Excerpted passage:
__________________________________________________

(by Andrew Gelman)
Mike Jordan reports in the bulletin of the International Society of Bayesian Analysis the results of his excellent project of contacting about fifty statistics professors and asking them, What are the open problems in Bayesian statistics?
I’ll excerpt Jordan’s findings (his full article is here), then give my thoughts on what he reported, along with my own response to his query from last month.
Nonparametrics and semiparametrics. Bayesian nonparametrics is viewed by some of my respondents as a class of methods looking for a problem, and so the main open problem in Bayesian nonparametrics is (for some people) that of finding a characterization of classes of problems for which these tools are worth the trouble. . . . problems surrounding prior specification and identifiability were viewed as particularly virulent in the nonparametric setting. David Dunson: “Nonparametric Bayes models involve infinitely many parameters and priors are typically chosen for convenience with hyperparameters set at seemingly reasonable values with no proper objective or subjective justification.” . . .
Priors. Not surprisingly, priors were on the minds of many. Elicitation remains a major source of open problems. Tony O’Hagan avers: “When it comes to eliciting distributions for two or more uncertain quantities we are working more or less in the dark.” Mike West pointed to the fact that many scientific fields express their prior knowledge in terms of “scientifically predictive models,” and using these models in a statistical setting involves the quintessentially Bayesian tasks of understanding assumptions and conducting detailed sensitivity analyses. . . .

__________________________________________________

Records:
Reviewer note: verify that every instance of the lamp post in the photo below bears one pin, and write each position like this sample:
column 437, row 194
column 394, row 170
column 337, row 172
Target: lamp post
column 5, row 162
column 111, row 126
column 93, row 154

__________________________________________________

Required work: Go on with the piece on open problems in Bayesian statistics, starting after the paragraph on priors.

Answer to the problem:
Bayesian/frequentist relationships. As already mentioned in the nonparametrics section, many respondents expressed a desire to further hammer out Bayesian/frequentist relationships. . . . whether there might be a sense in which it is worthwhile to give up some Bayesian coherence in return for some of the advantages of the frequentist paradigm, including simplicity of implementation and computational tractability.
Computation and statistics. It was interesting to see some disagreement on the subject of computation, with some people feeling that MCMC has tamed the issue, and with others (the majority by my count) opining that many open problems remain. . . . Rob Kass raised the possibility of a notion of “inferential solvability,” where some problems are understood to be beyond hope . . .
Model selection and hypothesis testing. I have placed this topic as number one not only for the large numbers of respondents mentioning it, but also for the urgency that was transmitted. . . . George Casella is concerned about lack of theory for inference after selection: “We now do model selection but Bayesians don’t seem to worry about the properties of basing inference on the selected model. What if it is wrong? . . . ”
My reactions to the above:
1. I’m surprised to hear people characterize nonparametrics “as a class of methods looking for a problem.” To me, the world is full of curves to model for which there is no clear parametric form. Examples range from tree-ring series to opinions on gay rights. If people are out there looking for a problem to apply their nonparametric methods to, I don’t think they’re looking very hard!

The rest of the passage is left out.